The problem
Copy out all of the data below word for word, but leave the pictures out.

Records to use
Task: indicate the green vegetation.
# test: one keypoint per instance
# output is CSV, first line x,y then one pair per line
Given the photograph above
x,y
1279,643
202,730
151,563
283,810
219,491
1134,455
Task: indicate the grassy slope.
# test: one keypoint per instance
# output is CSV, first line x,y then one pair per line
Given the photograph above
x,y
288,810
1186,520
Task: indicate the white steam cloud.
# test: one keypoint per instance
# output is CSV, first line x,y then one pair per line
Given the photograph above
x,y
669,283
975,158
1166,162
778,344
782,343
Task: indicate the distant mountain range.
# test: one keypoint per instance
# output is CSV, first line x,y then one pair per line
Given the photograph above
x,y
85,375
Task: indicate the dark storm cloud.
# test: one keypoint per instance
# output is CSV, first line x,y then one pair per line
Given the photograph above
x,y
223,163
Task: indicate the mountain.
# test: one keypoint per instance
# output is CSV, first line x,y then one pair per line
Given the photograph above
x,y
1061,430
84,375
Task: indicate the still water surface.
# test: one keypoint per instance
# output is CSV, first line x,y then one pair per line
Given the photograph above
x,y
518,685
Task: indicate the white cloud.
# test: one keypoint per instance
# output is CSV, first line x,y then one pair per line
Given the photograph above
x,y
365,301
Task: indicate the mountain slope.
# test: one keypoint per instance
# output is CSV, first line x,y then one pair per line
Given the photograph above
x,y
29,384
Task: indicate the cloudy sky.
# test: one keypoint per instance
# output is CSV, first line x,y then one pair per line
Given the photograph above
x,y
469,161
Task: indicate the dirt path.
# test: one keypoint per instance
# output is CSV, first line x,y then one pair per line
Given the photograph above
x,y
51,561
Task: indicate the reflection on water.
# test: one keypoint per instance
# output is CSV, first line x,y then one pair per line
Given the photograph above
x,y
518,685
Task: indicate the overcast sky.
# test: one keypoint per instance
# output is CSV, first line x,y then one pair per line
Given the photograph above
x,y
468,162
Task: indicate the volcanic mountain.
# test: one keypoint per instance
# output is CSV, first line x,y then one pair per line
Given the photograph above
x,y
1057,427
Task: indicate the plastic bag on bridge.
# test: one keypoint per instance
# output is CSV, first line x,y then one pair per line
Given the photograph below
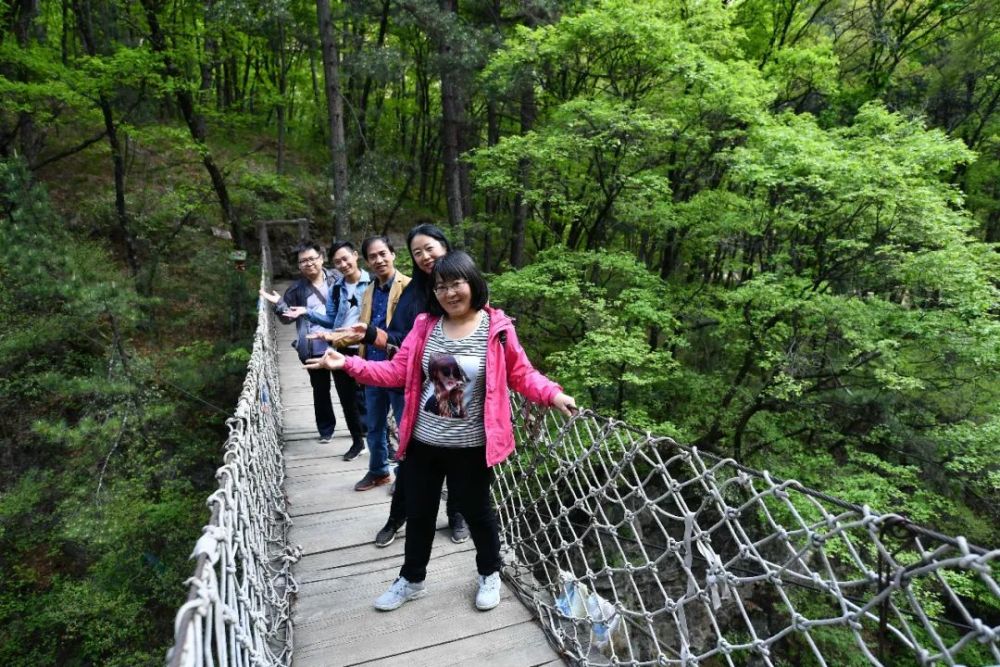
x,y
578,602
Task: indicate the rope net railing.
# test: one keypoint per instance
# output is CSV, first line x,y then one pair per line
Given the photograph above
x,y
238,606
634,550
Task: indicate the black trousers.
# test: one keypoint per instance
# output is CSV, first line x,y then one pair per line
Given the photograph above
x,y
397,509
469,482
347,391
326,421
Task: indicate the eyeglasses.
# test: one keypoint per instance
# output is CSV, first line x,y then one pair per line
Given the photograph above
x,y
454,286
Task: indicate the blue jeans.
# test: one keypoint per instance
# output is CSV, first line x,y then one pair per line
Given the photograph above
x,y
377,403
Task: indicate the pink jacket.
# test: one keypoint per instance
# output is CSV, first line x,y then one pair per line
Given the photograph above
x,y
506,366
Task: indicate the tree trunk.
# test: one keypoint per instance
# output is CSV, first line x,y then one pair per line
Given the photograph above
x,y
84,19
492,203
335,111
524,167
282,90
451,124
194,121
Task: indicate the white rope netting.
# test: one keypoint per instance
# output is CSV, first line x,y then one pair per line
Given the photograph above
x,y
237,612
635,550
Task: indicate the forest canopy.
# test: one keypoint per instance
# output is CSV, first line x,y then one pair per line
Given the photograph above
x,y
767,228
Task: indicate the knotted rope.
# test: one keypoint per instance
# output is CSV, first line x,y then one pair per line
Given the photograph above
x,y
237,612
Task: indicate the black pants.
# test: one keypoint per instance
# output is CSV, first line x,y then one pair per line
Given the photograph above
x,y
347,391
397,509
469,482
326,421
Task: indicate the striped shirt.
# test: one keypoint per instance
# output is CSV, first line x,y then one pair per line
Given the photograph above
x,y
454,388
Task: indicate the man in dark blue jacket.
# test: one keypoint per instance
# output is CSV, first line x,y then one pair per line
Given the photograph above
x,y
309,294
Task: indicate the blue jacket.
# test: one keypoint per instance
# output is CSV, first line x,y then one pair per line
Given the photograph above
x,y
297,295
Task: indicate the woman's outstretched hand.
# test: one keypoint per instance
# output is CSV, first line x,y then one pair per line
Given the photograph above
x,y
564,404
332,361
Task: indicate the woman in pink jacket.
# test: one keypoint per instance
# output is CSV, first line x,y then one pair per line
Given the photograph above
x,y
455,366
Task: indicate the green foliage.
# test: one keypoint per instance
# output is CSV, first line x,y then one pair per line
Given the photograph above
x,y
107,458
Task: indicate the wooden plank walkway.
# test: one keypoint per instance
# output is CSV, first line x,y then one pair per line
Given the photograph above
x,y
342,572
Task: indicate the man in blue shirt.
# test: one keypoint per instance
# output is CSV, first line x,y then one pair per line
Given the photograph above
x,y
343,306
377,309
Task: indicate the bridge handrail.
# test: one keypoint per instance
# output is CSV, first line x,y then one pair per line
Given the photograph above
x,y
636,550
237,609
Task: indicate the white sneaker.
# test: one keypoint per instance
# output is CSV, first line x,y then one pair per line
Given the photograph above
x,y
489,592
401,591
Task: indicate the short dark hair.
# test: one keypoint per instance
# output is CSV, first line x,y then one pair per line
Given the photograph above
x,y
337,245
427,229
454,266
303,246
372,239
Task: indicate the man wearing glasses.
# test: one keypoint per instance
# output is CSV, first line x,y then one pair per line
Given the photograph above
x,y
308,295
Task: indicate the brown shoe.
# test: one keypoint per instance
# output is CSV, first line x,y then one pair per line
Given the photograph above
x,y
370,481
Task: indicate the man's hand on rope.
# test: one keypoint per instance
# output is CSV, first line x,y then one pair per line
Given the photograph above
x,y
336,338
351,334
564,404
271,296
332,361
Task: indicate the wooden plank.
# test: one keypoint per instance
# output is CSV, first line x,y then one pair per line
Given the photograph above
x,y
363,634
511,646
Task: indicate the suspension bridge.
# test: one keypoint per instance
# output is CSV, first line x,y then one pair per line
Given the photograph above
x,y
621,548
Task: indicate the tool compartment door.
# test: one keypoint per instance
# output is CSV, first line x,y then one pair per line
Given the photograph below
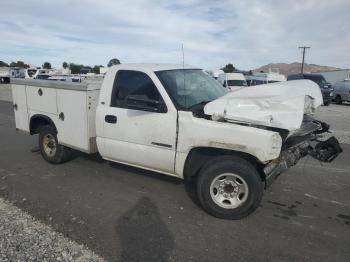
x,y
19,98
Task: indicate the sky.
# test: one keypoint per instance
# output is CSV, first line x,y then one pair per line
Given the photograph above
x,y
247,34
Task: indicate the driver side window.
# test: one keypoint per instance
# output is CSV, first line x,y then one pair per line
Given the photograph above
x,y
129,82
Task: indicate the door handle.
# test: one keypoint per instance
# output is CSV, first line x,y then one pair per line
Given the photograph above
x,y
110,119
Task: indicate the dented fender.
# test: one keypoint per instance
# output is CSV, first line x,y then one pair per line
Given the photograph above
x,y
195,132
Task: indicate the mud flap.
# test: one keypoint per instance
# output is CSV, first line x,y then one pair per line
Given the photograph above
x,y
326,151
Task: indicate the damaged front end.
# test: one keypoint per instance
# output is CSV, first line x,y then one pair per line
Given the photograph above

Full answer
Task: indicate the green vegetation.
# test: one keypoint per instance
# output is CSV, first line x,y then one pair per line
Given the photograph above
x,y
1279,643
202,730
151,563
283,810
219,491
1134,455
Task: indicate the grassy slope.
# test: one keypoint per instance
# output is CSV, first line x,y then one pair per line
Given the photograph above
x,y
288,810
1186,520
Task: indicate the white steam cloud.
# test: one keypoint per instance
# output is CSV, first line x,y then one pair per line
Given the photograph above
x,y
669,283
975,158
1166,162
778,344
782,343
Task: indicate the distant mountain range.
# test: one keypoint per instance
# output is CSV, first line x,y then one pair per line
Given the photograph above
x,y
85,375
Task: indicate the dark storm cloud.
# test: one keypoint per instance
# output is CSV, first line x,y then one pair per line
Given the photograph above
x,y
223,163
Task: indicate the mountain.
# test: one keypoint per instance
# output is CSV, first line x,y then one pair per line
Given the photograph above
x,y
1061,430
84,375
Task: indicate the still water surface.
# test: one keypoint per instance
# output is CSV, first line x,y then one pair per line
Given the photograph above
x,y
518,685
Task: indicate the white cloud.
# test: one keypoint per instance
# output is CSV, first line x,y then one pair per line
Given the photograph above
x,y
365,301
Task: indicate the mountain slope.
# test: one keypoint per instance
# output is CSV, first line x,y then one pair per line
Given the photograph above
x,y
29,384
Task: indicate the cloudy sky.
# test: one keypoint per instance
# output is CSV, first line x,y then one pair per line
Given the photograph above
x,y
469,161
Task: indicate the dirt path.
# test: one keypoint per instance
# output is CSV, first line x,y then one pair per line
Given the photograph above
x,y
51,561
Task: indicate the reflection on water.
# test: one keypoint per instance
# output is CSV, first line x,y then one pair per line
Given the photograph above
x,y
518,685
Task: indicate the overcast sky.
# test: one keypoint per instance
# output is CSV, first line x,y then one pair per line
Given the photograph above
x,y
468,162
Task: indicate the volcanic mountain.
# test: one keypoint per instance
# output is CSV, first line x,y then one pair per line
Given the photograph above
x,y
1057,427
Task: indicate the plastic bag on bridge.
# test: one keypoint per instance
# output is CSV, first line x,y then one pair per line
Given the photograph below
x,y
578,602
Task: indicate the rope net railing.
# test: one keypoint per instance
# output is CSV, first line x,y then one pair per line
Given the photograph above
x,y
238,606
634,550
Task: indicate the black trousers.
# test: one keypoint per instance
# output is CSV, first line x,y then one pair per line
Given the photograph above
x,y
397,509
469,482
347,391
326,421
Task: indicate the eyeglasses.
# test: one keypoint per instance
# output is CSV, first line x,y then one pair per line
Given the photograph above
x,y
454,286
Task: indicate the blue jeans.
# test: one keypoint per instance
# output is CSV, first line x,y then one pair per line
Given the photograph above
x,y
377,403
Task: indicate the pink jacket.
# test: one keypoint per instance
# output is CSV, first line x,y then one pair per line
Given the photograph above
x,y
506,366
Task: indicate the tree trunk.
# test: one keypoint per instance
# output is CSV, first line x,y then one pair per line
Given the photograph above
x,y
84,19
492,203
335,111
524,167
282,90
451,124
194,121
Task: indicate the white rope netting.
# test: one keypoint per instance
# output is CSV, first line x,y then one pair per line
Given the photograph above
x,y
237,612
635,550
Task: indicate the forest canopy.
# test: one keypoint per instance
# output is CSV, first line x,y then one pair per line
Given the photograph above
x,y
767,228
Task: indicate the knotted rope.
# test: one keypoint per instance
# output is CSV, first line x,y then one pair per line
Given the photograph above
x,y
237,612
Task: indicate the black pants.
# test: one keypoint per instance
# output is CSV, first line x,y then one pair per line
Given the photograph above
x,y
347,391
397,509
469,482
326,421
Task: indicate the striped shirt.
# test: one keypoint per instance
# output is CSV, first line x,y then one pair per line
Given the photograph above
x,y
454,388
Task: indicate the man in dark blue jacket.
# test: one keypoint per instance
# output is CSV, first line x,y then one pair per line
Given the photograph above
x,y
309,294
Task: indicate the blue jacket.
# test: one keypoint per instance
# output is CSV, first line x,y then one pair per line
Given the photograph above
x,y
297,295
Task: indicate the woman's outstretched hand.
# test: one keypoint per instance
# output is CSV, first line x,y then one pair per line
Given the photograph above
x,y
564,404
332,361
Task: indicate the woman in pink jacket.
# test: one keypoint per instance
# output is CSV, first line x,y then one pair per line
Given the photograph above
x,y
455,366
Task: indicate the green foliage.
# test: one keypoint per instance
# output is CSV, first line x,y then one pair per line
Given the photograph above
x,y
107,458
Task: indicate the wooden plank walkway.
# test: one keypoint per instance
# output is CSV, first line x,y then one pair per line
Given the photograph above
x,y
342,572
Task: indicate the man in blue shirt.
# test: one keypoint per instance
# output is CSV, first line x,y then one pair per line
Given the photograph above
x,y
343,306
377,309
Task: indicate the bridge handrail.
# test: one keypoint per instance
# output is CSV, first line x,y then one pair per line
Given the photograph above
x,y
636,550
237,609
Task: indicate the white sneaker.
# test: one keypoint per instance
# output is CSV, first line x,y then one pair per line
Given the photograph above
x,y
489,592
401,591
Task: indicate the short dark hair.
# test: one keypoint per instance
# output is CSV, first line x,y then one pair per line
Given the photograph above
x,y
337,245
427,229
454,266
303,246
372,239
Task: indicate the man wearing glasses.
# test: one keypoint per instance
# output is CSV, first line x,y then one pair per line
Given the photograph above
x,y
308,295
Task: indicate the brown shoe.
# test: one keypoint per instance
# output is CSV, first line x,y then one pair per line
Given the photograph above
x,y
370,481
Task: indicate the man's hand on rope.
# test: one keypoint per instance
# output is CSV, first line x,y then one pair per line
Given the photograph above
x,y
336,338
351,334
564,404
271,296
332,361
Task: indicate the wooden plank.
# test: one keypoint per instance
# output is CSV, first line x,y then one pair per line
Given the photograph above
x,y
363,634
511,646
Task: indicate the suspension bridge.
# test: one keypoint per instance
# output is CSV, first line x,y then one pair per line
Given the photograph above
x,y
621,548
Task: indicate the tool compartment door.
# test: one keypoint per instance
# output is CSV, first line x,y then one pair per line
Given the photograph below
x,y
19,98
Task: indicate the sky.
# test: one keypoint per instance
# output is CSV, first line x,y then one pair per line
Given the photograph above
x,y
247,34
Task: indicate the driver side window.
# test: one keypoint per instance
# output is CSV, first line x,y then one pair per line
Given the photograph above
x,y
129,82
Task: indicate the door handle.
# test: one keypoint per instance
# output is CSV, first line x,y then one pair per line
Given the photograph above
x,y
110,119
Task: indicate the dented fender.
# test: one keypoint per instance
# output is CSV, first line x,y then one pair per line
Given the photograph above
x,y
195,132
Task: indicate the mud flap.
# test: one keypoint per instance
# output is CSV, first line x,y then one pair per line
Given the photograph above
x,y
326,151
Task: indicate the damaged front end.
# test: one keypoint per instance
# output is CSV, first line x,y then one pair per line
Given the photograph above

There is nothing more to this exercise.